§ REQUIRED WORK:
Your output should be the complete listing, repeated exactly.

§ MATERIAL FOR THIS EXERCISE:
■ ■ ■

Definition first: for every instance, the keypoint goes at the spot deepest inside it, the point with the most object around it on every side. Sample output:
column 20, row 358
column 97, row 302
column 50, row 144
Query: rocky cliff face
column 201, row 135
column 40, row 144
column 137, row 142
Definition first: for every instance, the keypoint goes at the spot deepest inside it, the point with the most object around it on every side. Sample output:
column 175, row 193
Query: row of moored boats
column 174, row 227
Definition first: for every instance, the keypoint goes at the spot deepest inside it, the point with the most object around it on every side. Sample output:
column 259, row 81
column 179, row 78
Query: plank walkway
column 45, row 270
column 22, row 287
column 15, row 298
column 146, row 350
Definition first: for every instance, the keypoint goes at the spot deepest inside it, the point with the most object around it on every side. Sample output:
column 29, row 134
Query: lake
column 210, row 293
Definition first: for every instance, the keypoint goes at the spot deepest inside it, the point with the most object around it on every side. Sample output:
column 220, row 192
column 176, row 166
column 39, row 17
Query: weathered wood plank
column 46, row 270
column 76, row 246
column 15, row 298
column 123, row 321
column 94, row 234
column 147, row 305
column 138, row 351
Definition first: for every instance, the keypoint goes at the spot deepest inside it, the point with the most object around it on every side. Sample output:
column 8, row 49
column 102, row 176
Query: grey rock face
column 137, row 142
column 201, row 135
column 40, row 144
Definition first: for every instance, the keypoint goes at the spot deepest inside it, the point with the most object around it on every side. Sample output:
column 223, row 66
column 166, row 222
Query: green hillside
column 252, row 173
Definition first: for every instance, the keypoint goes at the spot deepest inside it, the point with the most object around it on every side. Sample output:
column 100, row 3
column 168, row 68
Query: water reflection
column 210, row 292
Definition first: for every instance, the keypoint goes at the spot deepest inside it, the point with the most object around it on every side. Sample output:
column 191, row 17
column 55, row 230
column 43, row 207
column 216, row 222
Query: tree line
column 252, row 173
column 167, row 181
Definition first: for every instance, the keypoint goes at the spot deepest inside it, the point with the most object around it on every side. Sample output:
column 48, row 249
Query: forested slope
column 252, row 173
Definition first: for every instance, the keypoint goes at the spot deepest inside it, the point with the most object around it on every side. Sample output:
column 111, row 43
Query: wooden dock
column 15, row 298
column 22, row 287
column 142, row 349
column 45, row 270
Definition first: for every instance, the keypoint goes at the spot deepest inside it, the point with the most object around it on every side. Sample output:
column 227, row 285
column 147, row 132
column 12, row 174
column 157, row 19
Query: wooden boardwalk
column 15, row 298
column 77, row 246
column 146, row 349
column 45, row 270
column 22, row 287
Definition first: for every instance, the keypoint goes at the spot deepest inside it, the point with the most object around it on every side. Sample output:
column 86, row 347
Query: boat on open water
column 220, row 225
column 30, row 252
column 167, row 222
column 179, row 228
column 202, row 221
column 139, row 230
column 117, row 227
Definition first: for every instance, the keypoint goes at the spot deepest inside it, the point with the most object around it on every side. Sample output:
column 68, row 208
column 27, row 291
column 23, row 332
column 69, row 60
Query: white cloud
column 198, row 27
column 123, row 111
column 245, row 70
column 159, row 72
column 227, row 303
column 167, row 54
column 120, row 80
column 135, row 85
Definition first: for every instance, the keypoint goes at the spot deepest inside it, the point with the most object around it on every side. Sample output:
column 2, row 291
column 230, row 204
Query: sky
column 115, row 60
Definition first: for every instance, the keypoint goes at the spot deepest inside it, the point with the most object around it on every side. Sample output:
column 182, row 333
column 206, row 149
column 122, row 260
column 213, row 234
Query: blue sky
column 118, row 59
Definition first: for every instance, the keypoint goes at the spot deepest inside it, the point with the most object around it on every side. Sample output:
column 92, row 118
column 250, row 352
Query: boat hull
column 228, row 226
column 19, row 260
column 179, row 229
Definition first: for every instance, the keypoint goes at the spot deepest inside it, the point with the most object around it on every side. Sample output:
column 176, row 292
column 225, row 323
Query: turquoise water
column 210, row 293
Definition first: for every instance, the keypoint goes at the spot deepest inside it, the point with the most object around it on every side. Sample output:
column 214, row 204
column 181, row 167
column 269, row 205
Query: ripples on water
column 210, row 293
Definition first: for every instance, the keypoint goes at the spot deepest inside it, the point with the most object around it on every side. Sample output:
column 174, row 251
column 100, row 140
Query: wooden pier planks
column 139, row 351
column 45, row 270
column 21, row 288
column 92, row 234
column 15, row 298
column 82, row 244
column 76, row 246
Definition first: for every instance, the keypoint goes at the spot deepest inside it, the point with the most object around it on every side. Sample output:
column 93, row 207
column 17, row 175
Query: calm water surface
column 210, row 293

■ ■ ■

§ TASK SOLUTION:
Definition first: for every instance, the keypoint goes at the spot deepest inside it, the point with the most object around it on every side. Sample output:
column 20, row 358
column 97, row 302
column 50, row 144
Query: rocky cliff face
column 201, row 135
column 40, row 144
column 137, row 142
Definition first: for every instance, the keypoint goes at the spot deepest inside it, the point with the most object around it on every side. Sample output:
column 175, row 193
Query: row of moored boats
column 174, row 227
Definition first: for every instance, the keypoint goes at the spot deepest inside it, the point with the most object around it on every side. Sample output:
column 259, row 81
column 179, row 78
Query: plank walkway
column 45, row 270
column 22, row 287
column 15, row 298
column 146, row 350
Definition first: for every instance, the keypoint goes at the spot deepest inside it, the point with the most object around it on every side. Sample output:
column 29, row 134
Query: lake
column 210, row 293
Definition first: for every instance, the keypoint goes at the spot deepest inside it, the point with the most object around it on every side. Sample output:
column 220, row 192
column 176, row 166
column 39, row 17
Query: weathered wood plank
column 46, row 270
column 76, row 246
column 15, row 298
column 123, row 321
column 94, row 234
column 147, row 305
column 138, row 351
Definition first: for every instance, the keypoint goes at the spot deepest inside it, the point with the most object around it on every side. Sample output:
column 8, row 49
column 102, row 176
Query: grey rock face
column 137, row 142
column 201, row 135
column 40, row 144
Definition first: for every instance, the keypoint goes at the spot deepest inside it, the point with the most object around it on every side. Sample output:
column 223, row 66
column 166, row 222
Query: green hillside
column 252, row 173
Definition first: for every instance, the keypoint goes at the spot deepest inside it, the point with the most object around it on every side. Sample output:
column 100, row 3
column 168, row 68
Query: water reflection
column 210, row 292
Definition first: for every instance, the keypoint goes at the spot deepest inside it, the point with the most object around it on every side. Sample output:
column 191, row 17
column 55, row 230
column 43, row 207
column 216, row 222
Query: tree line
column 252, row 173
column 167, row 181
Definition first: for every instance, the keypoint goes at the spot deepest inside it, the point with the most object around it on every side. Sample output:
column 48, row 249
Query: forested slope
column 252, row 173
Definition first: for every instance, the keypoint goes at the spot deepest inside it, the point with the most object around it on every side. Sample output:
column 111, row 43
Query: wooden dock
column 15, row 298
column 22, row 287
column 142, row 349
column 45, row 270
Definition first: for every instance, the keypoint goes at the spot deepest inside it, the point with the most object around it on every side. Sample output:
column 227, row 285
column 147, row 132
column 12, row 174
column 157, row 19
Query: wooden boardwalk
column 15, row 298
column 77, row 246
column 146, row 349
column 45, row 270
column 22, row 287
Definition first: for every instance, the keypoint goes at the spot deepest inside it, the point with the most object around it on every side. Sample output:
column 86, row 347
Query: boat on open water
column 220, row 225
column 30, row 252
column 167, row 222
column 179, row 228
column 202, row 221
column 139, row 230
column 117, row 227
Definition first: for every instance, the keypoint goes at the spot deepest inside it, the point with the most object around it on every side. Sample output:
column 68, row 208
column 27, row 291
column 23, row 332
column 69, row 60
Query: white cloud
column 198, row 27
column 123, row 111
column 245, row 70
column 159, row 72
column 227, row 303
column 167, row 54
column 120, row 80
column 135, row 85
Definition first: for every instance, the keypoint goes at the spot deepest inside it, the point with the most object around it on every side. Sample output:
column 2, row 291
column 230, row 204
Query: sky
column 115, row 60
Definition first: for every instance, the keypoint goes at the spot deepest inside it, the point with the most object around it on every side. Sample output:
column 182, row 333
column 206, row 149
column 122, row 260
column 213, row 234
Query: blue sky
column 118, row 59
Definition first: for every instance, the keypoint goes at the spot deepest inside it, the point with the most object around it on every side. Sample output:
column 92, row 118
column 250, row 352
Query: boat hull
column 228, row 226
column 19, row 260
column 179, row 229
Definition first: for every instance, the keypoint goes at the spot deepest inside it, the point with the most object around it on every side. Sample output:
column 176, row 292
column 225, row 323
Query: turquoise water
column 210, row 293
Definition first: for every instance, the keypoint goes at the spot deepest inside it, the point with the most object around it on every side. Sample output:
column 214, row 204
column 181, row 167
column 269, row 205
Query: ripples on water
column 210, row 293
Definition first: for every instance, the keypoint goes at the spot deepest inside it, the point with the most object around it on every side. Sample output:
column 174, row 251
column 100, row 140
Query: wooden pier planks
column 139, row 351
column 45, row 270
column 21, row 288
column 92, row 234
column 15, row 298
column 82, row 244
column 76, row 246
Definition first: for every instance, the keypoint goes at the spot deepest inside it, the point with the most object around it on every side. Sample output:
column 93, row 207
column 17, row 175
Query: calm water surface
column 210, row 293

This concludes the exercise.